### [Exercise task]
Update the material below by replacing "concrete wall" with "retaining wall" wherever it occurs and leaving everything else unchanged. Leave the pictures out of your answer.

[Image point annotation entries]

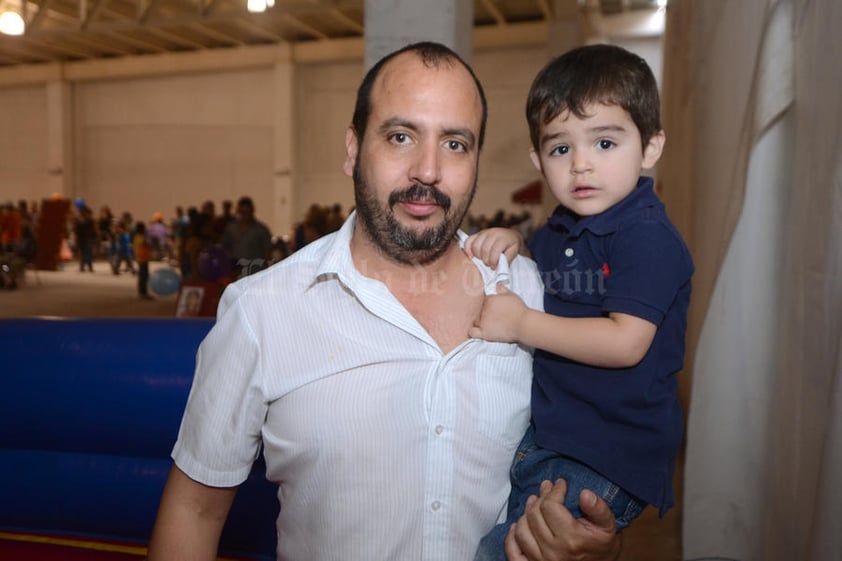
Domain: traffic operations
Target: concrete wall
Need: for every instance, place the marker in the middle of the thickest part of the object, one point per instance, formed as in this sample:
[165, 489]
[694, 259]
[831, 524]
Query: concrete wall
[150, 134]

### [Output below]
Domain: traffic operations
Target: retaining wall
Need: for every instance, place the marker in the middle of the thickest part of the object, one point per instance, formed as in this sample:
[165, 489]
[694, 259]
[831, 524]
Query: retaining wall
[150, 134]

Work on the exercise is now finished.